## EXERCISE AIM
Retype every record below exactly as it is written.

*** PROVIDED DATA ***

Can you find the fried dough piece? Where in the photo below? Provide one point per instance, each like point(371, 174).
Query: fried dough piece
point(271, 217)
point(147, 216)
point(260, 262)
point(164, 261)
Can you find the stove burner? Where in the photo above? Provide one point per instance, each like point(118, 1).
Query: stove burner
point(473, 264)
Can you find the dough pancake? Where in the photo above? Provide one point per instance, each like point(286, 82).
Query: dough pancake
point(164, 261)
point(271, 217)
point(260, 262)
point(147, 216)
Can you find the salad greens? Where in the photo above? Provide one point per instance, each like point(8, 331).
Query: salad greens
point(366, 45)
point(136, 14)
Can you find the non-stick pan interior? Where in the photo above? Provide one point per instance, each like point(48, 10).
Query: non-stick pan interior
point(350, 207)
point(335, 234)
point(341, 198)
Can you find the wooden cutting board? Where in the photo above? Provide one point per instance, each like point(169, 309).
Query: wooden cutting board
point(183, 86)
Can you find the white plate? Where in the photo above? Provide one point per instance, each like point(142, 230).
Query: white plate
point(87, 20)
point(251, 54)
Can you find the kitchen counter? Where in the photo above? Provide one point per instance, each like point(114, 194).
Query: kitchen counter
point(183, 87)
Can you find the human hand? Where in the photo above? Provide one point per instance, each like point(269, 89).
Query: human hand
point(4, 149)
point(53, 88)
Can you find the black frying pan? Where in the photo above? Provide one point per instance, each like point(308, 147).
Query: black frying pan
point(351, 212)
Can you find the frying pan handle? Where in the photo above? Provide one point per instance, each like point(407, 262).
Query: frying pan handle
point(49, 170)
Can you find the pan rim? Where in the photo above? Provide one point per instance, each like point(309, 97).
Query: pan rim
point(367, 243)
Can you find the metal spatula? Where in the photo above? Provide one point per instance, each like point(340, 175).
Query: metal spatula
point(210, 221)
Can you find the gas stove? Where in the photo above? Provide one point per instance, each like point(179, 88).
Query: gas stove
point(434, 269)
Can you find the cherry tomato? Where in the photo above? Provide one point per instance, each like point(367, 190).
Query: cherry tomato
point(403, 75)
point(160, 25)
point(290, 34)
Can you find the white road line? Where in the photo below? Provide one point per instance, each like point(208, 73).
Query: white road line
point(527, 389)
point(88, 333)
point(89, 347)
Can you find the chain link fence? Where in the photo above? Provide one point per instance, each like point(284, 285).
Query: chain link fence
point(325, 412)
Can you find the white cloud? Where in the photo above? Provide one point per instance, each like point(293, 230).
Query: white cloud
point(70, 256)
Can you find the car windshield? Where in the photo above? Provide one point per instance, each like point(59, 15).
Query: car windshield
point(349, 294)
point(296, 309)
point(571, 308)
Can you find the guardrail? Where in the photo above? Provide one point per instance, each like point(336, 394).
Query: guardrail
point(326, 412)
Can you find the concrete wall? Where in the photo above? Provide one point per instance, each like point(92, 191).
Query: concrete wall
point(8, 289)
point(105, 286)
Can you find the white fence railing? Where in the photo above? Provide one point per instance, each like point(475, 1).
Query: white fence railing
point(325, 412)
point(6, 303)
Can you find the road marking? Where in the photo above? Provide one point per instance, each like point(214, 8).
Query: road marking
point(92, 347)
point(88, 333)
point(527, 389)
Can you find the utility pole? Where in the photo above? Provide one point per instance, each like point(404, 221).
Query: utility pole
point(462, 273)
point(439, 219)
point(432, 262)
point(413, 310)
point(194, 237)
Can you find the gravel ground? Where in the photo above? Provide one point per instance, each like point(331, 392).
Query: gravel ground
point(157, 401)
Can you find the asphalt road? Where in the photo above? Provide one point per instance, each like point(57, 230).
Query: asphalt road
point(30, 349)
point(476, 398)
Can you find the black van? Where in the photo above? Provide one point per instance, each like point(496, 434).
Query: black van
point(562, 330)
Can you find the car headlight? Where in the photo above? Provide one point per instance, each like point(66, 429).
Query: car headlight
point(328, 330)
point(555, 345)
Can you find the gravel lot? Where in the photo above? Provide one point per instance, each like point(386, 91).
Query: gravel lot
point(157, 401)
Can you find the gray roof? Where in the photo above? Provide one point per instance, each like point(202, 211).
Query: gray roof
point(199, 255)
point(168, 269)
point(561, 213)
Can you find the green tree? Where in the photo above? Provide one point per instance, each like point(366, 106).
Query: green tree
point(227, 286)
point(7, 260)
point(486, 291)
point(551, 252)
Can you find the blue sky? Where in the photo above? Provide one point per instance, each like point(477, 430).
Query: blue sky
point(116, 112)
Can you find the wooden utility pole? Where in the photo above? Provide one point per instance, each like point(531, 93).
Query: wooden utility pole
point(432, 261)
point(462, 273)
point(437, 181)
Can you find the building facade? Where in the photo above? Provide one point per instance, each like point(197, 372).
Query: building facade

*** End of PROVIDED DATA ***

## TASK OUTPUT
Can you find the fried dough piece? Where in the photo below? Provide one point per instance, each like point(371, 174).
Query: fried dough piece
point(271, 217)
point(147, 216)
point(260, 262)
point(164, 261)
Can you find the stove burner? Where in the photo above? Provide one point per instance, each like point(118, 1).
Query: stove burner
point(473, 264)
Can you find the dough pancake? Where in the photo above? Provide one point per instance, each like point(286, 82).
Query: dough pancake
point(164, 261)
point(271, 217)
point(260, 262)
point(147, 216)
Can you find the salad greens? Where in the photo above? Provide one point per instance, each like point(8, 331).
Query: salad greens
point(366, 45)
point(136, 14)
Can you find the non-stick pan interior? Where in the photo above? Provide one point per instance, each like point(48, 10).
Query: non-stick pan interior
point(350, 207)
point(335, 234)
point(341, 198)
Can you find the wooden cutting board? Where in the photo above? Provide one point per instance, each like point(169, 309).
Query: wooden cutting board
point(183, 86)
Can you find the white plate? Where in the photo above? Provide one point per instance, each like point(142, 230).
Query: white plate
point(87, 20)
point(251, 54)
Can you find the kitchen counter? Where in the photo above? Provide one point per instance, each like point(114, 194).
Query: kitchen counter
point(183, 87)
Can you find the human hand? Where in the photo above? Provide one point per instance, each like point(269, 89).
Query: human hand
point(4, 149)
point(53, 88)
Can you find the black frying pan? Where in the photo above? Provide one point per instance, each like point(308, 147).
Query: black frying pan
point(351, 212)
Can you find the frying pan handle? Where in the photo above? Provide one point per instance, each like point(407, 262).
Query: frying pan handle
point(49, 170)
Can you find the pan rim? Where in the photo above? Provide one point per instance, each like point(309, 97).
Query: pan rim
point(367, 243)
Can you find the metal spatula? Where in the photo above? Provide one point per instance, each like point(340, 175).
Query: metal spatula
point(210, 221)
Can you find the gas stove? Where in the photo above? Provide one point per instance, each like point(179, 88).
Query: gas stove
point(434, 269)
Can you find the cherry tomato? Where in the photo above? Provide one point per instance, each like point(367, 190).
Query: cherry tomato
point(403, 75)
point(160, 25)
point(290, 34)
Can you find the white road line? Where in the photo below? Provide one point per instance, each like point(208, 73).
Query: white road line
point(527, 389)
point(88, 333)
point(89, 347)
Can you find the chain link fence? Where in the photo above? Provide one point per instance, each like point(284, 285).
Query: chain link fence
point(325, 412)
Can you find the white cloud? Where in the photo above? Provide one point per instance, each like point(293, 230).
Query: white cloud
point(70, 256)
Can you find the car windshield? Where in the photo above? Provide one point per instance, each like point(59, 15).
Query: car windshield
point(349, 294)
point(296, 309)
point(571, 308)
Can you find the guardrail? Where in the photo above? Provide one point per instance, each like point(336, 394).
Query: guardrail
point(326, 412)
Can you find the concrete wall? Where in the photo above? Provide one point per instance, each like point(92, 191).
Query: concrete wall
point(8, 289)
point(105, 286)
Can you find the white fence railing? Where in the photo above? Provide one point per instance, each like point(475, 1).
Query: white fence railing
point(325, 412)
point(6, 303)
Can you find the road marking? Where in the photo above? Provide one point per instance, each like point(214, 8).
Query: road marking
point(92, 347)
point(88, 333)
point(527, 389)
Can you find the utility pole? Where in the photo above? Provide one point per instance, each like point(404, 221).
Query: utility pole
point(462, 273)
point(439, 219)
point(432, 262)
point(413, 310)
point(194, 237)
Can you find the gravel ground? Where in the photo above? Provide one point per instance, each like point(331, 392).
Query: gravel ground
point(157, 401)
Can you find the asphalt road? Where in the photo above? Provide one point per instance, each like point(57, 230).
Query: asphalt road
point(30, 349)
point(476, 398)
Can you find the black van? Where in the photo above? Provide one point per instance, each like point(496, 434).
Query: black van
point(562, 330)
Can you find the car headlight? Where in the photo above? Provide one point per instance, each like point(66, 429).
Query: car headlight
point(328, 330)
point(555, 345)
Can you find the gravel lot? Where in the photo above? Provide one point per instance, each like point(386, 91).
Query: gravel lot
point(157, 401)
Can you find the gray roof? Where in the photo above? Provide one point per instance, each like point(202, 211).
Query: gray roof
point(199, 255)
point(168, 269)
point(561, 213)
Can you find the green tree? Where in the photo above? Provide one point per instance, each like point(366, 106).
Query: green tree
point(227, 286)
point(7, 260)
point(486, 291)
point(551, 252)
Can you find the blue sky? Where in the photo above? Provide one point per instance, each like point(477, 430).
Query: blue sky
point(116, 112)
Can you find the wooden utility pole? Where in the photo above? Provide one point per instance, each like point(531, 93).
Query: wooden utility pole
point(432, 261)
point(462, 273)
point(437, 181)
Can you find the building facade? Where in the photo above? Provide one point per instance, each like point(197, 372).
Query: building facade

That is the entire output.